* _Extrait du texte_
O fortunatos nimium, sua si bona nôrint,

Agricolas !

 

Georg., II.

 

 

          Je pense sur cela comme Virgile, et tout me paraît fort égal. Mais le hasard a fait que je ne suis pas né dans le pays des églogues et des bucoliques. Dans une autre Vie qu’on s’est avisé de faire encore de moi, comme si j’étais mort, on me dit fils d’un porte-clefs du parlement de Paris. Il n’y a point de tel emploi au parlement ; mais qu’importe ? On ajoute une belle aventure d’un carrosse avec l’épouse de M. le duc de Richelieu, dans le temps qu’il était veuf. Tous les autres contes sont dans ce goût ; et j’aime autant les amours du révérend Père de La Chaise avec mademoiselle du Tron. On ne peut empêcher les barbouilleurs de papier d’écrire des sottises, les libraires hollandais de les vendre, et les laquais de les lire.

* _Série d'exercices_
a: Renvoyez sans aucune modification le passage de l'extrait allant de « Agricolas ! » jusqu'à « de les lire. ».
b: Remplacez « horse silhouette » par « deer silhouette » dans le passage des rangées qui va du début jusqu'à la ligne contenant « 183], [371, 123]]] » incluse, puis redonnez ce seul passage sans rien y changer d'autre.

Éléments d'annotation pour la segmentation:
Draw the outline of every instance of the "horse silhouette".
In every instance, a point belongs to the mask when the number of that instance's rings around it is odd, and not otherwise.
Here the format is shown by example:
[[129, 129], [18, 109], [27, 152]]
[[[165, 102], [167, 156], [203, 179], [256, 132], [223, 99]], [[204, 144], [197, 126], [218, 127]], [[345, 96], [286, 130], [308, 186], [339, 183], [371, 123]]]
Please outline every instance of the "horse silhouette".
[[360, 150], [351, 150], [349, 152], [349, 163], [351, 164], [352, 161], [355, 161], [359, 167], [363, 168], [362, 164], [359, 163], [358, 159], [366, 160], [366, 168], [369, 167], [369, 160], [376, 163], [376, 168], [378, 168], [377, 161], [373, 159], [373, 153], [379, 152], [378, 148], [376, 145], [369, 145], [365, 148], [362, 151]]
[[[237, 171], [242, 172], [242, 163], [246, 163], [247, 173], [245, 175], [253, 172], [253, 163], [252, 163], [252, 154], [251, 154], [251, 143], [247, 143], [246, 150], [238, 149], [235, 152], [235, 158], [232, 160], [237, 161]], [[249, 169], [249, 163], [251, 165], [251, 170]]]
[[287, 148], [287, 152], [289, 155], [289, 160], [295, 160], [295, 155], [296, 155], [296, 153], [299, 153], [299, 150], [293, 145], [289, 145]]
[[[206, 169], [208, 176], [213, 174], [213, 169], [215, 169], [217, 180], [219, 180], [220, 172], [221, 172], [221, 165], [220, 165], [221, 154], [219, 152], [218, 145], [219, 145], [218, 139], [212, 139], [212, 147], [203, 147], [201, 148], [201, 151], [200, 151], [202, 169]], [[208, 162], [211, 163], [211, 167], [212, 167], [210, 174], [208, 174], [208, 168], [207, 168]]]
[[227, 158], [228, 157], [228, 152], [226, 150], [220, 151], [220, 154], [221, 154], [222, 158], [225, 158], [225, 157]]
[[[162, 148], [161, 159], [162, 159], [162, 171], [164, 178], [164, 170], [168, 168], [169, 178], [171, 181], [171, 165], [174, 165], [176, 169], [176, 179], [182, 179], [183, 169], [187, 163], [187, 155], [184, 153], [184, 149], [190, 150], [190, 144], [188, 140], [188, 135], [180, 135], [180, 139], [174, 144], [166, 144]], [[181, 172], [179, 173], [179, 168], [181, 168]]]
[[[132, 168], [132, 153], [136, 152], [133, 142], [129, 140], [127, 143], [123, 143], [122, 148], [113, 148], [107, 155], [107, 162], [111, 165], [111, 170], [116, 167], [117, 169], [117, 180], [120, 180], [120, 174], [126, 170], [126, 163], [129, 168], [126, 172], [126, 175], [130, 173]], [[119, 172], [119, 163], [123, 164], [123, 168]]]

* _Corrigé des exercices_
a:
Agricolas !

 

Georg., II.

 

 

          Je pense sur cela comme Virgile, et tout me paraît fort égal. Mais le hasard a fait que je ne suis pas né dans le pays des églogues et des bucoliques. Dans une autre Vie qu’on s’est avisé de faire encore de moi, comme si j’étais mort, on me dit fils d’un porte-clefs du parlement de Paris. Il n’y a point de tel emploi au parlement ; mais qu’importe ? On ajoute une belle aventure d’un carrosse avec l’épouse de M. le duc de Richelieu, dans le temps qu’il était veuf. Tous les autres contes sont dans ce goût ; et j’aime autant les amours du révérend Père de La Chaise avec mademoiselle du Tron. On ne peut empêcher les barbouilleurs de papier d’écrire des sottises, les libraires hollandais de les vendre, et les laquais de les lire.

b:
Draw the outline of every instance of the "deer silhouette".
In every instance, a point belongs to the mask when the number of that instance's rings around it is odd, and not otherwise.
Here the format is shown by example:
[[129, 129], [18, 109], [27, 152]]
[[[165, 102], [167, 156], [203, 179], [256, 132], [223, 99]], [[204, 144], [197, 126], [218, 127]], [[345, 96], [286, 130], [308, 186], [339, 183], [371, 123]]]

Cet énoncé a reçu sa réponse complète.